'''
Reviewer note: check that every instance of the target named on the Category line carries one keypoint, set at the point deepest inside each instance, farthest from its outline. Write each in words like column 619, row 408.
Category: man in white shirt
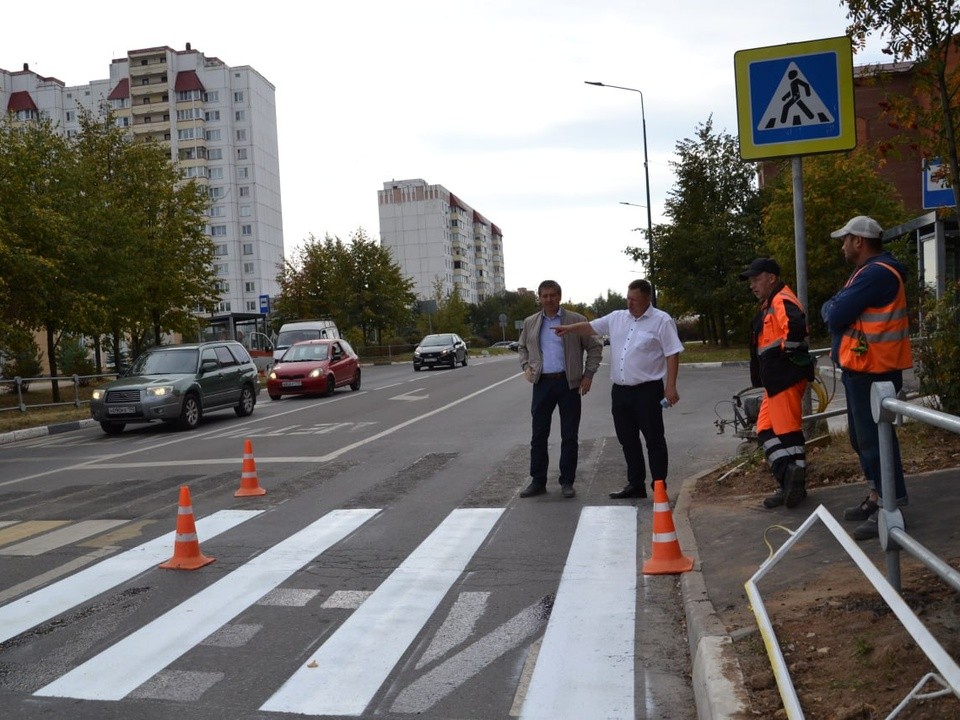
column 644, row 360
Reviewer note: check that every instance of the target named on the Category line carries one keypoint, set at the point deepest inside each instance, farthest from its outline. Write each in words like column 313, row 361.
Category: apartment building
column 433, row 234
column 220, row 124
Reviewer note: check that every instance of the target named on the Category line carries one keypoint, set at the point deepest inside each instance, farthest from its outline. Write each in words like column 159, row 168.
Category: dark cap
'''
'''
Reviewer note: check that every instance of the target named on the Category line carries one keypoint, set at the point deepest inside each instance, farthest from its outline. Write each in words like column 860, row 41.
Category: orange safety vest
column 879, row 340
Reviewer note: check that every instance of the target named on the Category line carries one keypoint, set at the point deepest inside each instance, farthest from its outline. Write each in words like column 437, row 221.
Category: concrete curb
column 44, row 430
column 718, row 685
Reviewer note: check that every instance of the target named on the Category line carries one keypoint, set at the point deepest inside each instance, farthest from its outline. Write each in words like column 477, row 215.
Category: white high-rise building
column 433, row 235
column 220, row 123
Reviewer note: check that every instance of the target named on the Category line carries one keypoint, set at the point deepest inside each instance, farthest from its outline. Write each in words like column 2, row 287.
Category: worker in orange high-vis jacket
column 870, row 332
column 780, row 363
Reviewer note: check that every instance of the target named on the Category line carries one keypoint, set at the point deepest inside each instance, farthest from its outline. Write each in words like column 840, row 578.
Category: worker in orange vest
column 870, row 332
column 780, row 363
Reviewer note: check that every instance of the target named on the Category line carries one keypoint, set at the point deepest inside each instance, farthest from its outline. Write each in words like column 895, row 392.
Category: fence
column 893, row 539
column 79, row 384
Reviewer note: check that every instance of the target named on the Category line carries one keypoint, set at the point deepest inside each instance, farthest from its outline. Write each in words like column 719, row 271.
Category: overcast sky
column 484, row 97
'''
__WORK TO BE COMPLETED__.
Format the part of the records that opens with the line containing "719, row 271." and closes with the line containing "column 484, row 97" as a JSON list of strings, one string per line, skipping any blank lines.

__TASK RESULT__.
[
  "Reviewer note: check that every instance of the target named on the Category line carries one keypoint, set at the point deepest inside each instance, farthest from its outline. Write each in words like column 719, row 271.",
  "Category: overcast sky",
  "column 484, row 97"
]